> **Work instructions**: Render each line of the items below as a numbered list, omitting blank lines and excluding the pictures.

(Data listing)

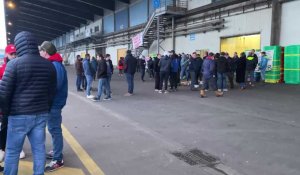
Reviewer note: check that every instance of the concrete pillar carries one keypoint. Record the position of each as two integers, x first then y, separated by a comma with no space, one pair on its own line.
276,22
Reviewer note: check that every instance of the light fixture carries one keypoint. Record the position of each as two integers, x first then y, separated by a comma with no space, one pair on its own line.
11,5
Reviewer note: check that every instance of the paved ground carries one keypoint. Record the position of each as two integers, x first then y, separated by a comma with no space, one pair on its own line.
252,132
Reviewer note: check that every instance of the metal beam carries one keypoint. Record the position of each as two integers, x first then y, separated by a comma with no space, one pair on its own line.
54,18
78,6
57,9
105,4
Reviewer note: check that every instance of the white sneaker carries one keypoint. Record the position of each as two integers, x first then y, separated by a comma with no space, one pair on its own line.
90,96
2,155
22,155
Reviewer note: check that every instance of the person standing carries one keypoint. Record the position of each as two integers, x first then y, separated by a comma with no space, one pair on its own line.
79,72
241,70
10,54
88,72
263,66
121,66
174,71
27,92
142,67
49,52
165,68
251,63
208,71
103,80
222,69
156,72
110,71
129,70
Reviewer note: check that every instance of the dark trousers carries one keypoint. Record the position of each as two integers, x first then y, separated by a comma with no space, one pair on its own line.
164,77
3,132
78,81
142,74
157,81
230,76
173,79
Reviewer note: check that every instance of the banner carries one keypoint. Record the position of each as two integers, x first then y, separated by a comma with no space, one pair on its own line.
137,40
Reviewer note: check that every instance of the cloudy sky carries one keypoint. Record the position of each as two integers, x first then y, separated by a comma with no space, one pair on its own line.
2,26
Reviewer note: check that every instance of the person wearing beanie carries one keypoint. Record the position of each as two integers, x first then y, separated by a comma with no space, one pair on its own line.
129,70
48,51
26,94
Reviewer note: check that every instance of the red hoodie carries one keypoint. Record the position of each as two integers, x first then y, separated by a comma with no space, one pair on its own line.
55,57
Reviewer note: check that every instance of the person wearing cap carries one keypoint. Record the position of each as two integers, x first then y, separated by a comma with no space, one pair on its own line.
129,70
26,94
48,51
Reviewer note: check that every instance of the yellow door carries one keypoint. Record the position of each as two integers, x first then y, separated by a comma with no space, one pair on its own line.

> **The answer**:
1. Reviewer note: check that every instance of the concrete pillar carries one keypoint. Record the position of each as two integers, x first then y, separated by a comma with no space, one pair on its own line.
2. 276,22
3. Reviewer note: check that every instance of the light fixture carries one keypoint. Record the position of each as two integers, x first then y, separated by a comma with no space, one pair on its own line.
4. 11,5
5. Reviewer note: check that every instance of the paved ground carries one keypoint. Record the position of each as two integers, x first then y, separated by a comma with no space, one pair on its own line.
6. 252,132
7. Reviewer note: check that every instance of the metal beam carries one keypoint. Record the position of each as two integers, x first then y, separated by a comma with no space, one pair on its own line.
8. 54,18
9. 78,6
10. 57,9
11. 105,4
12. Reviewer note: check that every instance of the white sneaker carries one keypoint. Record the position of each as two integers, x first then y, separated by a comma with no space, one pair on its own line.
13. 90,96
14. 2,155
15. 22,155
16. Reviewer note: check that every instance of the person standing carries one keypoint. Record the position of each as two integers, x first then y, separated by a comma with no space, one pair on its own line.
17. 79,72
18. 241,70
19. 10,54
20. 88,72
21. 263,66
22. 121,66
23. 174,71
24. 27,92
25. 142,67
26. 49,52
27. 165,68
28. 251,63
29. 208,71
30. 103,80
31. 222,69
32. 156,72
33. 110,71
34. 129,70
35. Reviewer note: check that every instance of the dark trousers carries one keypoint. Record the position of each as two integers, x first then y, separated by a comma with no space, one pair on its own line.
36. 164,77
37. 3,132
38. 78,81
39. 142,74
40. 157,81
41. 230,76
42. 173,79
43. Reviewer note: check that every instance of the banner carries one keypoint. Record the position of each as two integers, x first then y, separated by a comma with no space, one pair on its own line.
44. 137,40
45. Reviewer note: check that every instance of the cloudy sky carries one keypoint. Record the position of each as two integers, x first then y, separated by a comma with no space, one pair on its own line.
46. 2,26
47. Reviewer note: check that every instance of the person wearing beanie carries one keypoint. Record the position of each as two integers, x first then y, separated by a comma with no space, one pair on its own line.
48. 129,70
49. 48,51
50. 26,94
51. Reviewer note: check that every instance of the red hoodie carries one keypoint. Record the position of each as two integers, x first then y, separated by a comma with no space, one pair on its own line.
52. 55,57
53. Reviewer note: check that every instance of the person wearing cap carries one keypoint. Record the position of each as two integers, x first then y, separated by a comma with no space, one pair on its own line.
54. 129,70
55. 26,94
56. 48,51
57. Reviewer note: check that every instance of the yellow door carries one keypoint. Record the position of each as two integers, x first then y, separated by a comma with no space, one pair on its own line.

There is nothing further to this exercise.